## EXERCISE OBJECTIVE
Retype everything in the listing, leaving each line exactly as it is.

## RECORDS TO PROCESS
------

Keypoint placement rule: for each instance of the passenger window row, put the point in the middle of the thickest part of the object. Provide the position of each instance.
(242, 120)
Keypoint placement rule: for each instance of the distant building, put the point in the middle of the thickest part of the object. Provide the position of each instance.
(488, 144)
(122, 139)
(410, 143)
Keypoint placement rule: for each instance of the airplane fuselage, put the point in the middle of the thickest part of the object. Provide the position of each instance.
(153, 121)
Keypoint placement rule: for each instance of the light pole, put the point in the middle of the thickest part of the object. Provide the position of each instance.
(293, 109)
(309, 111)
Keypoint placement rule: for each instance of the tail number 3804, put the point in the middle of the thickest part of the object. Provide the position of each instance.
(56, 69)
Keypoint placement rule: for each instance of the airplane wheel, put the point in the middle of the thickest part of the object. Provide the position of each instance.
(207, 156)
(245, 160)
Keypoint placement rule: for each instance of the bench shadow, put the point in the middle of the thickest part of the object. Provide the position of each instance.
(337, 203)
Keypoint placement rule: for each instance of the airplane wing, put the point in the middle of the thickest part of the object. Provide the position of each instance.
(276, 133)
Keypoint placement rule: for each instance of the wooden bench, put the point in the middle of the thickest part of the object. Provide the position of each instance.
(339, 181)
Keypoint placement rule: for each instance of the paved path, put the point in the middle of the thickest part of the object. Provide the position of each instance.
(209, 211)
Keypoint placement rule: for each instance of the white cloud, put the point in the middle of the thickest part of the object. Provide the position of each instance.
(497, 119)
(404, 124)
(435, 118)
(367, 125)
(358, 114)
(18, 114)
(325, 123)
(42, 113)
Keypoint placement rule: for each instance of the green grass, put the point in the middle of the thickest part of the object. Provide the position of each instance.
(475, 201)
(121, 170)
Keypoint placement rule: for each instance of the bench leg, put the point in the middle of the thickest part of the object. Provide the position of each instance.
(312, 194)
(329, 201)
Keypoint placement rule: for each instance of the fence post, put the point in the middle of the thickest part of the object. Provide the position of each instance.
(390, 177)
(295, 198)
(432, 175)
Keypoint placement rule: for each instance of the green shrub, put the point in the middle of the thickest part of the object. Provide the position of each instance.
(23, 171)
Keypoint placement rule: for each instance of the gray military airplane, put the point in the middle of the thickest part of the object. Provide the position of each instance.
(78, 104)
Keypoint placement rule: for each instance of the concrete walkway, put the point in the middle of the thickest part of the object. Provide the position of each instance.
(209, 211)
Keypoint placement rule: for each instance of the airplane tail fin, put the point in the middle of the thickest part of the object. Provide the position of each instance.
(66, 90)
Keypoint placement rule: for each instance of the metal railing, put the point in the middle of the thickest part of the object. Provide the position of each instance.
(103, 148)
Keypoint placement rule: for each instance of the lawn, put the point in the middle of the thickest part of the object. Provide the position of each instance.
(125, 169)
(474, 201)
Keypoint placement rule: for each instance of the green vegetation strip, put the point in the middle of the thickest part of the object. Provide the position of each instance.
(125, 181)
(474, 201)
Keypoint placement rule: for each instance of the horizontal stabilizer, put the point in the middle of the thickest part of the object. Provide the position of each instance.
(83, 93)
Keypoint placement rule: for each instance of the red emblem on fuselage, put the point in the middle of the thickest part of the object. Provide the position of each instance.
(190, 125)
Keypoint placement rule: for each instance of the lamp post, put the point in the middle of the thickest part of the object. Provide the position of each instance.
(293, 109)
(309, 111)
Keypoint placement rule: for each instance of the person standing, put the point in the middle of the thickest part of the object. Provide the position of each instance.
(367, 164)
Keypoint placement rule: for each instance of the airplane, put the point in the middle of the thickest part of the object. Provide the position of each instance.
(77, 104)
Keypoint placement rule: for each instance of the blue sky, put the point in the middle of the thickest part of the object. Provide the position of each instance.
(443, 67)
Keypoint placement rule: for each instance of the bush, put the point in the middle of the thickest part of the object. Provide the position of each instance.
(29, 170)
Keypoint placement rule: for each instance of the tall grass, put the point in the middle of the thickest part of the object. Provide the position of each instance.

------

## EXERCISE RESULT
Keypoint placement rule: for each instance of the passenger window row, put the point in the middle of the thickest part of the object. Provide the position of each instance.
(242, 120)
Keypoint placement rule: for each instance of the distant building, put the point in the middle of the thickest part of the object. Provide the position of each instance.
(488, 144)
(122, 139)
(410, 143)
Keypoint placement rule: for each instance of the airplane fuselage, put the point in the middle of the thickest part of the object. Provide the position of each instance.
(153, 121)
Keypoint placement rule: for each instance of the light pole, put the point in the middle of the thickest part of the object. Provide the position of each instance.
(293, 109)
(309, 111)
Keypoint placement rule: for each instance of the tail number 3804, put the point in the middle of the thickest part of the object. Provide the position of each instance.
(56, 69)
Keypoint placement rule: for each instance of the airplane wheel, put the point in the middle of the thickest part of the object. Provide the position of each instance.
(207, 156)
(245, 160)
Keypoint placement rule: for each instance of the bench shadow, put the point in the middle of the thickest part of the object. Provide the position of each instance.
(337, 203)
Keypoint placement rule: for each instance of the airplane wing, put the point in the middle of the thickest part of the object. Provide the position of each instance.
(276, 133)
Keypoint placement rule: for each instance of the wooden bench, put the point in the middle of the thickest part of the object. Provide the position of each instance.
(339, 181)
Keypoint placement rule: for each instance of the paved path, put the point in the middle of the thickest part of the object. Provide the position of each instance.
(209, 211)
Keypoint placement rule: for each instance of the white cloud, put the point in the middle of the thickest part of the object. Provide the position of each instance.
(497, 119)
(404, 124)
(435, 118)
(367, 125)
(358, 114)
(18, 114)
(325, 123)
(42, 113)
Keypoint placement rule: for each instance of the green grass, put the point in the middle of the thickest part of the object. Provide the position of each instance.
(475, 201)
(121, 170)
Keypoint placement rule: for each instance of the bench leg, put the point in the middle of the thickest part of the object. Provide the position of each instance.
(312, 194)
(329, 201)
Keypoint placement rule: for each instance of the fence post, put the point in the middle of the thickest part of the object. Provide the position of each instance.
(390, 177)
(295, 198)
(432, 175)
Keypoint placement rule: for each instance of the green shrub, put the point in the middle of the thickest part of the object. Provide the position of each instance.
(23, 171)
Keypoint placement rule: for each instance of the gray military airplane, put the point in the middle of the thickest part of the object. Provide the position of each instance.
(78, 104)
Keypoint placement rule: for each instance of the concrete walkway, put the point in the middle of the thickest part of the object. Provide the position of each instance.
(209, 211)
Keypoint placement rule: for each instance of the airplane tail fin, put the point in the middle of the thickest part of the object. Provide the position of each instance.
(66, 90)
Keypoint placement rule: for each instance of the metal railing, put the point in the middle of the thickest part of the object. Provide the position of each instance.
(103, 148)
Keypoint placement rule: for each instance of the lawn, put the point in the middle of the thickest part of the object. Provide the position of each instance.
(125, 169)
(474, 201)
Keypoint placement rule: for each instance of the green vegetation strip, put the point in the middle of the thickest part of the object. Provide the position of each instance.
(125, 181)
(474, 201)
Keypoint placement rule: for each instance of the horizontal stabilizer, put the point in the middle of the thickest part of the object. Provide the position of each instance.
(83, 93)
Keypoint placement rule: for each instance of the red emblem on fuselage, put the point in the middle of the thickest part of the object. Provide the position of each instance.
(190, 125)
Keypoint placement rule: for each instance of the lamp post, put the point in the middle of the thickest part of the object. Provide the position of each instance.
(293, 109)
(309, 111)
Keypoint placement rule: for each instance of the person standing, put the point in the middle of the thickest part of the object. Provide the position of each instance.
(367, 164)
Keypoint placement rule: for each instance of the airplane, put the point in the middle of the thickest part of the object. Provide the position of each instance.
(77, 104)
Keypoint placement rule: for each instance of the blue sky, put the point in the middle of the thickest part of the object. Provide the position of each instance.
(443, 67)
Keypoint placement rule: for each instance of the bush, put the point in the middle of the thickest part of the object. Provide the position of each instance.
(29, 170)
Keypoint placement rule: for each instance of the tall grass, put the point in the middle of the thickest part of the object. Provide the position of each instance.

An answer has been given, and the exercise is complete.